**Source extract**
*** Begin section ***
Hussein al-Houthi was killed by the army in September 2004 and his brother, Abdul Malik assumed leadership. He now leads the Houthi movement under the group Ansarullah. Worried that the Houthis could transform into a Hezbollah-like organization, the Saudis attacked in 2009. Then, as now, this was done with U.S.-supplied advanced weaponry including surface-to-air missiles, Apache attack helicopters and Phantom jet fighters. Despite their sophisticated arms, Saudi Arabia lost an unusually high number of soldiers in the campaign.
The Houthis persevered; their resilience and desire for equitable representation in government led Saudi Arabia and a coalition of Gulf Cooperation Countries (with the exception of Oman) to attack in March of this year when “Operation Decisive Storm” began. Predictably, its pretext was the tired canard of curbing Iranian influence in the Arabian Peninsula. Direct, material support for the Houthis by Iran has never been clearly demonstrated however.
*** End section ***
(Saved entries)
*** Begin section ***
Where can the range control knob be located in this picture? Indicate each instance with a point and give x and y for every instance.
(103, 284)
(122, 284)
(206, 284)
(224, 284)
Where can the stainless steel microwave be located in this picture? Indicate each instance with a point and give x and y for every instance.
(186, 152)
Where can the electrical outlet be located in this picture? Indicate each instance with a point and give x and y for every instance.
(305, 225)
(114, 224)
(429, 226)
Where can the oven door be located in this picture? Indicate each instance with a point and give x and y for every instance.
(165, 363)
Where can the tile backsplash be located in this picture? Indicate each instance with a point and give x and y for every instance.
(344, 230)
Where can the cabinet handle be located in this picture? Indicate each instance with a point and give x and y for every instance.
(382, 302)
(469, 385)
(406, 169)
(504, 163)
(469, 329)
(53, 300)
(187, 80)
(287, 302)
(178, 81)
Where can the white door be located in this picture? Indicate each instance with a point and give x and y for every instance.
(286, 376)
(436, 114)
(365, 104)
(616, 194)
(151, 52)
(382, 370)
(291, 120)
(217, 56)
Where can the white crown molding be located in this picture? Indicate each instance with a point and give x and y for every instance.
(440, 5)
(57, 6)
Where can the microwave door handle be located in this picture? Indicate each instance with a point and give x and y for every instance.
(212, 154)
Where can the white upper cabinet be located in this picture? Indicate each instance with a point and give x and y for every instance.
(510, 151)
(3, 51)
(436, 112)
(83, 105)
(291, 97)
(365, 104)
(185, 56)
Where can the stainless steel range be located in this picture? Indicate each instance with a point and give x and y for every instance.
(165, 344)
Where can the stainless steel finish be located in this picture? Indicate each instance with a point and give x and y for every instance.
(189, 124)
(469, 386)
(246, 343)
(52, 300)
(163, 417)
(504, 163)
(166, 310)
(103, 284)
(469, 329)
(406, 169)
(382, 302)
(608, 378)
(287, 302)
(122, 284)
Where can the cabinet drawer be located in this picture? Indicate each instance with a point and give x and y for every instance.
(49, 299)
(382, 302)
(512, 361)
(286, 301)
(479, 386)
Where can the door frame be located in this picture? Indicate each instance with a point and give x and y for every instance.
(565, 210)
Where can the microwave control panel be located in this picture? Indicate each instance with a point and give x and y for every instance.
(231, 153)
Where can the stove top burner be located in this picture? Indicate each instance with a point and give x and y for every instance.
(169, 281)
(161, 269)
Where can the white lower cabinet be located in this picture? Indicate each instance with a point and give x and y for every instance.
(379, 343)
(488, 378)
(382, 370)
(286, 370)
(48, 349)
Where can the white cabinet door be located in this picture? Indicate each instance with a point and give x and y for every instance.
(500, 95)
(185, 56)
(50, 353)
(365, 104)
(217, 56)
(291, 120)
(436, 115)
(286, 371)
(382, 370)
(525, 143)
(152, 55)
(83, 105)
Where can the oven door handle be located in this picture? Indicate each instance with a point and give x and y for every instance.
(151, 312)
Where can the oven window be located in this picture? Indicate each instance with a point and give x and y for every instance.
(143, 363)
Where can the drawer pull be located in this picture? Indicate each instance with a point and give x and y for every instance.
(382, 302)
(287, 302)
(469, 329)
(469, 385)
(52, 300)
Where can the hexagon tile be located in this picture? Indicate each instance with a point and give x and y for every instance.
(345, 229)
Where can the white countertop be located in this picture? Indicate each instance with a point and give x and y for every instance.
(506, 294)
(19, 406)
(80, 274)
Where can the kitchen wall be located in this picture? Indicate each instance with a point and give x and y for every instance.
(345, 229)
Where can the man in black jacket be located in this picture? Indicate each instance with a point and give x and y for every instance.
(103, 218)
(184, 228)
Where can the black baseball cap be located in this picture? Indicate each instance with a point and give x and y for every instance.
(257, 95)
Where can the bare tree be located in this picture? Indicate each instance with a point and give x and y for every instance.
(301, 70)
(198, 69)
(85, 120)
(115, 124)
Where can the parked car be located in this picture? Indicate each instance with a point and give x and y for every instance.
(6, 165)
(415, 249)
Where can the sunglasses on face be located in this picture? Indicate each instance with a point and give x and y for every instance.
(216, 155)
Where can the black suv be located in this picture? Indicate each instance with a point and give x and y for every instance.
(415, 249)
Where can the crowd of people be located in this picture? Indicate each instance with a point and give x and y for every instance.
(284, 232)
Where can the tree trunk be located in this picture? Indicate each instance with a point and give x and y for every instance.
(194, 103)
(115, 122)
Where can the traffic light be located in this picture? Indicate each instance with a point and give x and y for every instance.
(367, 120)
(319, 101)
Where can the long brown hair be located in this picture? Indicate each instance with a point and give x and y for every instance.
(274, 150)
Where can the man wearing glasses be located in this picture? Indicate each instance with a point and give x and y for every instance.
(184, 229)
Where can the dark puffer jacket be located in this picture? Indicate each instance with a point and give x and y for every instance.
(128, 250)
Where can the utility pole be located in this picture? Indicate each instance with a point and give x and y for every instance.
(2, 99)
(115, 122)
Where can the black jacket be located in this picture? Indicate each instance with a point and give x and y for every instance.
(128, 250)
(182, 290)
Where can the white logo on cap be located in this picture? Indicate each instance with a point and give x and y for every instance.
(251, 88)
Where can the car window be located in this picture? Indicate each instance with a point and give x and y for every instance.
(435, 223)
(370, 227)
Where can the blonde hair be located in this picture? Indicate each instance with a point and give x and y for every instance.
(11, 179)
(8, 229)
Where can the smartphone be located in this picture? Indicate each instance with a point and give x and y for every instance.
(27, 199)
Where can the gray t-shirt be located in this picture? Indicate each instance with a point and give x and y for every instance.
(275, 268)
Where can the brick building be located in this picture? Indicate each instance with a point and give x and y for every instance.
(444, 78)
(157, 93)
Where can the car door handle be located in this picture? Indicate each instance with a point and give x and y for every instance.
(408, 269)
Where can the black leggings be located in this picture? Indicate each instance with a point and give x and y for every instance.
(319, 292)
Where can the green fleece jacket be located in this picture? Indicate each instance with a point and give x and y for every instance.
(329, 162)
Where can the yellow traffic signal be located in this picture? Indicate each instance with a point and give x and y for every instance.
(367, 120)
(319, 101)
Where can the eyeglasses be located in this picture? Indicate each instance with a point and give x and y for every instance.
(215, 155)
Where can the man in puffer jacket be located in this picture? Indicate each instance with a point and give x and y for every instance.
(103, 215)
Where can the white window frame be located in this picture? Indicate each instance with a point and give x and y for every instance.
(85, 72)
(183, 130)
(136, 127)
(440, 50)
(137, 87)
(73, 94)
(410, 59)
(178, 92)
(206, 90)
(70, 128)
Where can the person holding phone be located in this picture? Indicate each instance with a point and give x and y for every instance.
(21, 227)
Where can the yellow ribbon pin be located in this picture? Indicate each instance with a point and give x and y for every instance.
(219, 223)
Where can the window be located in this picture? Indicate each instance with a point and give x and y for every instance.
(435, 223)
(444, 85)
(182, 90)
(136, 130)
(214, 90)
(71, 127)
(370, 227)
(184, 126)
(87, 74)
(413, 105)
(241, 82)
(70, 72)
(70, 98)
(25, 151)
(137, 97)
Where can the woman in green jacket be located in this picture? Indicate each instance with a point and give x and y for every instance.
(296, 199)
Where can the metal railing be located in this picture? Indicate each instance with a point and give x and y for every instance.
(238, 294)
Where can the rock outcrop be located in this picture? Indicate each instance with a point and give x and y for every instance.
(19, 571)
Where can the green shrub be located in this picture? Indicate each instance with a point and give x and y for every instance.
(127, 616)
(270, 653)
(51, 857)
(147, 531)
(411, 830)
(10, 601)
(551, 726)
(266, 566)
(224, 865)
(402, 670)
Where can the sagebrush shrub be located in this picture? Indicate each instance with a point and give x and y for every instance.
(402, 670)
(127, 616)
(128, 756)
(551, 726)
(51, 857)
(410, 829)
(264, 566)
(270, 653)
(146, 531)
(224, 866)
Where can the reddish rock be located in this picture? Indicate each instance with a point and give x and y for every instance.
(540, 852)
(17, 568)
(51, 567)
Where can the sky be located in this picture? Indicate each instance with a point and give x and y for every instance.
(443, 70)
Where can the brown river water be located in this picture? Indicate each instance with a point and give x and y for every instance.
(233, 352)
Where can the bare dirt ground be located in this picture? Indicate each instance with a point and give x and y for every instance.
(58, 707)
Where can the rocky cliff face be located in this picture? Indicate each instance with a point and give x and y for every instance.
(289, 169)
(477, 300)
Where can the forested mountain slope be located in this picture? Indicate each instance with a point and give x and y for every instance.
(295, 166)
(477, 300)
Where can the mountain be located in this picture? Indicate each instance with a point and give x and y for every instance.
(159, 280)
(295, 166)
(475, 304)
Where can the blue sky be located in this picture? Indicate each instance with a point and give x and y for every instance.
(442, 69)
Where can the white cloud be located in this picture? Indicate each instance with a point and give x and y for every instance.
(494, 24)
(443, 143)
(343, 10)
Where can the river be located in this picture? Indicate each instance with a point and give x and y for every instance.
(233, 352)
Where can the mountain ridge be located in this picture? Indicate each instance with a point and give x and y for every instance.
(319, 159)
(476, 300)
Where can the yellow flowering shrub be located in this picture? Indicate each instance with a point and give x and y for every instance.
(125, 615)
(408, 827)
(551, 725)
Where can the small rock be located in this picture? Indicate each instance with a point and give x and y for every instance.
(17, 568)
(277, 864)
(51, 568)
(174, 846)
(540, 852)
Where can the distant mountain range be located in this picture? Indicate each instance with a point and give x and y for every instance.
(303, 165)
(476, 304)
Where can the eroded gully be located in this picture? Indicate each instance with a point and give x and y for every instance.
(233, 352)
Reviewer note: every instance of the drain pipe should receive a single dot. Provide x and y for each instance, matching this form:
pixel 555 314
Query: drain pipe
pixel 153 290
*** End section ***
**Work instruction 1**
Copy from the Houthi passage the part that opens with the words containing "The Houthis persevered;" and closes with "clearly demonstrated however.".
**Work instruction 2**
State whether each statement agrees with the Houthi passage, answering yes or no and quoting the deciding words: (a) Abdul Malik took over leadership after his brother was killed in September 2004. (b) Oman took part in the coalition attack that began in March. (c) Direct material support for the Houthis by Iran has been clearly demonstrated.

**Response box 1**
The Houthis persevered; their resilience and desire for equitable representation in government led Saudi Arabia and a coalition of Gulf Cooperation Countries (with the exception of Oman) to attack in March of this year when “Operation Decisive Storm” began. Predictably, its pretext was the tired canard of curbing Iranian influence in the Arabian Peninsula. Direct, material support for the Houthis by Iran has never been clearly demonstrated however.

**Response box 2**
(a) Yes: "Hussein al-Houthi was killed by the army in September 2004 and his brother, Abdul Malik assumed leadership."
(b) No: "(with the exception of Oman)"
(c) No: "Direct, material support for the Houthis by Iran has never been clearly demonstrated however."